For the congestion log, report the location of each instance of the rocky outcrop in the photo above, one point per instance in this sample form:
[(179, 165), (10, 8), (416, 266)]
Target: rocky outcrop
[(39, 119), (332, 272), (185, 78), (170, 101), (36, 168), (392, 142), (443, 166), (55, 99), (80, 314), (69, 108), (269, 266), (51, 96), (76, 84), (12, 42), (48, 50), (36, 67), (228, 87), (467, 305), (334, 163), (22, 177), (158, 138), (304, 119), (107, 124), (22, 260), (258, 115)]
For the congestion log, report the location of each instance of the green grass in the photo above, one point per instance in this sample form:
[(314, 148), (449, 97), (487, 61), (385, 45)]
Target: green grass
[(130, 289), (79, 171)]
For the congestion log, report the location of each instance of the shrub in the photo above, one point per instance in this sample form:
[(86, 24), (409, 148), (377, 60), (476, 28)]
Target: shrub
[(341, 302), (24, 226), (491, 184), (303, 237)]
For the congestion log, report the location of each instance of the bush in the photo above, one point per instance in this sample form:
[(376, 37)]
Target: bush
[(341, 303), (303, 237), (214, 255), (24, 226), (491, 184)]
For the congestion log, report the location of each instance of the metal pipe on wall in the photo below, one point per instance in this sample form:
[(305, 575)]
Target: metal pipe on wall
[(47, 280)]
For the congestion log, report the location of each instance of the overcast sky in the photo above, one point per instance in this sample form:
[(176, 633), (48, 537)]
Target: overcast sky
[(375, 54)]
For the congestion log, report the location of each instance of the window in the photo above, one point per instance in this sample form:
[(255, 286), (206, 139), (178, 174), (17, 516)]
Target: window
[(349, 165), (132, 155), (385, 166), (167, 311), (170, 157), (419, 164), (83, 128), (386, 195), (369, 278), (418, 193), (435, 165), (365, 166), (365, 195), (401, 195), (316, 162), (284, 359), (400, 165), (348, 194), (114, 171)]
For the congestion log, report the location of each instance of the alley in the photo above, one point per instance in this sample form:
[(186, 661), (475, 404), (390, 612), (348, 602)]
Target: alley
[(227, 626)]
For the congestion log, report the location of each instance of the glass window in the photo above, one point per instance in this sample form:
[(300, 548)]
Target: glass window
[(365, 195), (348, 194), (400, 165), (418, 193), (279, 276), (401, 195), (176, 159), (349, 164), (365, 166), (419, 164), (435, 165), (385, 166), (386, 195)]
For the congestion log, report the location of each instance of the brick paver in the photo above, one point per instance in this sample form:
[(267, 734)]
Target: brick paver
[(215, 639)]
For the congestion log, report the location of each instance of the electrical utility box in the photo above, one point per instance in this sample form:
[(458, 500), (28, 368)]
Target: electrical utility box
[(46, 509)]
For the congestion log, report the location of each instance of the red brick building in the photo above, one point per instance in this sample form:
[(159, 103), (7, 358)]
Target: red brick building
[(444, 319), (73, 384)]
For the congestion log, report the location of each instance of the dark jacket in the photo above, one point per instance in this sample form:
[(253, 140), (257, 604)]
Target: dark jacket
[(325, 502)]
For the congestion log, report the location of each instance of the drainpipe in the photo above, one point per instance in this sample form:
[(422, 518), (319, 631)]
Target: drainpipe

== == ==

### Work item
Every line holding the word "drainpipe" should be copied out of the records above.

### Solution
For the congestion log, report the location of each instance of the drainpipe in the photo above, one point per instance in this sample form:
Target: drainpipe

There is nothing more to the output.